A woman who expected a heart transplant to give her an extra four years of life has been reunited with her surgeon 30 years after surgery.
Carol Town was unable to walk up the stairs before her 1987 transplant at Papworth Hospital in Cambridgeshire.
Surgeon John Wallwork said heart transplant patients in the 1980s were advised they had "two, three or four years" of post-operative life.
Since then Mrs Town, 63, has climbed Snowdon and travelled the world.
She was diagnosed with a rare illness called Eisenmenger's Syndrome at the age of five, which leads to irreversible lung damage and was untreatable at the time.
Mrs Town, who grew up in Upminster but now lives in York, spent her childhood in and out of hospital.
She was accepted on the transplant list 18 months before a suitable organ was found, by which stage she "never did anything physical - it wasn't a question of how much, it just didn't happen".
★ ★ ★
• _EXPLORE THE MATERIAL_
**1.** In the heart transplant article, give the stretch from "Surgeon John Wallwork" through "travelled the world." again, switching "Snowdon" to "Ben Nevis".
**2.** Shorten the paragraph of the heart transplant article that begins "She was accepted on the transplant list" and keep its main facts.
**3.** Write the next part of the article about Carol Town's heart transplant, starting after its last sentence.

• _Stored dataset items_
★ ★ ★
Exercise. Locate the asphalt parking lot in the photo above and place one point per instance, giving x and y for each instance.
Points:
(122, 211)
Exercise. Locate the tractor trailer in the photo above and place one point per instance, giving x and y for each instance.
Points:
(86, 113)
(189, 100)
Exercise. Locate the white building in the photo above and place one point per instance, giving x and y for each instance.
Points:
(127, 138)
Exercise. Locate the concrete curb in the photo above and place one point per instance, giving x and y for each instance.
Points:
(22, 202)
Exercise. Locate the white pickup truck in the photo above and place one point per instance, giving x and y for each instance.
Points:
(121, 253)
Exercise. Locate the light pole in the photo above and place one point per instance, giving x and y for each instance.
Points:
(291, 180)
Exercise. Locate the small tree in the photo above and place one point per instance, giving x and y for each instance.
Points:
★ ★ ★
• _RESULTS_
**1.**
Surgeon John Wallwork said heart transplant patients in the 1980s were advised they had "two, three or four years" of post-operative life.
Since then Mrs Town, 63, has climbed Ben Nevis and travelled the world.

**2.** She spent 18 months on the transplant list before a suitable organ was found, and by then she did no physical activity at all.

**3.**
Prof Wallwork said: "Her quality of life was miserable and even if you said to people like Carol before we put them on the list we may only give you two, three or four years, they'll say yes."
Afterwards, Mrs Town learned to run, swim, cycle and ride horses. She has also taken part in the Transplant Games and became a mother through a surrogate.
She said: "The whole of my life since the operation has been because of the operation."
Papworth Hospital is the NHS's specialist heart and lung hospital.
The UK's first heart transplant took place there in 1979 and since then staff have carried out more than 1,400 heart transplant operations.